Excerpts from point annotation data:
START
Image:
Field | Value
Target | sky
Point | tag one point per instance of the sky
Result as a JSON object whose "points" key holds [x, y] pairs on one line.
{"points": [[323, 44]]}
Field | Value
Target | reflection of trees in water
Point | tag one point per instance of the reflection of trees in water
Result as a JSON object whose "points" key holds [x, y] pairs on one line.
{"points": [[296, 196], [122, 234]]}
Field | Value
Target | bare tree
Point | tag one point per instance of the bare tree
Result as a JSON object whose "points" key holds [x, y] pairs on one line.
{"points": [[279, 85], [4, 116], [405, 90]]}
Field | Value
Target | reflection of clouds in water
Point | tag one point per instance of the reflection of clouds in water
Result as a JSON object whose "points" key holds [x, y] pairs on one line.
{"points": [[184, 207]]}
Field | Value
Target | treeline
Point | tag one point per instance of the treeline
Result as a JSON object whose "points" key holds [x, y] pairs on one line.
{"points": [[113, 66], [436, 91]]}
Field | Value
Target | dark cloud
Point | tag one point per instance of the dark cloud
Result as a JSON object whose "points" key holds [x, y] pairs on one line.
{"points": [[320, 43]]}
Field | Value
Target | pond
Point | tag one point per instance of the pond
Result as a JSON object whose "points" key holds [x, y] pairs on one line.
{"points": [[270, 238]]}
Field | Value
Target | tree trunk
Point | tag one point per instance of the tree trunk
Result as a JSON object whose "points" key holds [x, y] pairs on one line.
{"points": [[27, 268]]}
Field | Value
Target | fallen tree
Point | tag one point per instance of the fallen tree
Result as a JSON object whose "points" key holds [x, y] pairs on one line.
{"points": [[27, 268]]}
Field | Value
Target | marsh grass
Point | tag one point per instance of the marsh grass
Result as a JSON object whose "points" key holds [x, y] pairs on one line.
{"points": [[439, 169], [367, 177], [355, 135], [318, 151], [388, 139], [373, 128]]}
END
Stated task: Write out all the data again, exactly as it appears.

Solved exercise:
Image:
Field | Value
Target | sky
Point | tag one point per instance of the sky
Result as a JSON object whose "points" key holds [x, y] pairs on one line.
{"points": [[323, 44]]}
Field | Value
Target | reflection of trees in water
Point | tag one point per instance of the reflection of trees in water
Result as a JSON object whose "points" key holds [x, y] pairs on one line.
{"points": [[296, 196], [122, 234]]}
Field | Value
Target | bare tree
Point | tag one point per instance of the bare tree
Result as a JSON object whose "points" key holds [x, y] pairs on one line.
{"points": [[279, 85], [4, 116], [405, 90]]}
Field | Value
Target | reflection of clouds in water
Point | tag one point per instance of the reflection of clouds in water
Result as a JSON object whose "points" key holds [x, y] pairs on one line.
{"points": [[184, 207]]}
Field | Value
Target | treeline
Point | tag one point per instance of the treeline
Result as a JSON object whose "points" key holds [x, y] pairs on one line.
{"points": [[113, 66], [436, 91]]}
Field | Value
Target | dark cloud
Point | tag one point per instance of the dark cloud
Result as a JSON object whose "points" key holds [x, y] pairs on one line.
{"points": [[320, 43]]}
Field | Value
Target | pond
Point | tag one point per instance of the pond
Result as a JSON object whose "points" key holds [x, y] pairs on one line.
{"points": [[270, 238]]}
Field | Value
Target | tree trunk
Point | tag one point per instance of the tree trunk
Result as a JSON object whose "points" key holds [x, y] pairs on one line.
{"points": [[27, 268]]}
Field | Value
Target | fallen tree
Point | tag one point per instance of the fallen tree
Result as a JSON object whose "points" key holds [x, y] pairs on one line.
{"points": [[27, 268]]}
Field | Value
Target | marsh grass
Point | tag one point per instance of the marsh grass
Result as a JSON object whose "points" key holds [x, y] pairs on one line.
{"points": [[439, 169], [367, 177], [355, 135], [318, 151], [388, 139], [373, 128]]}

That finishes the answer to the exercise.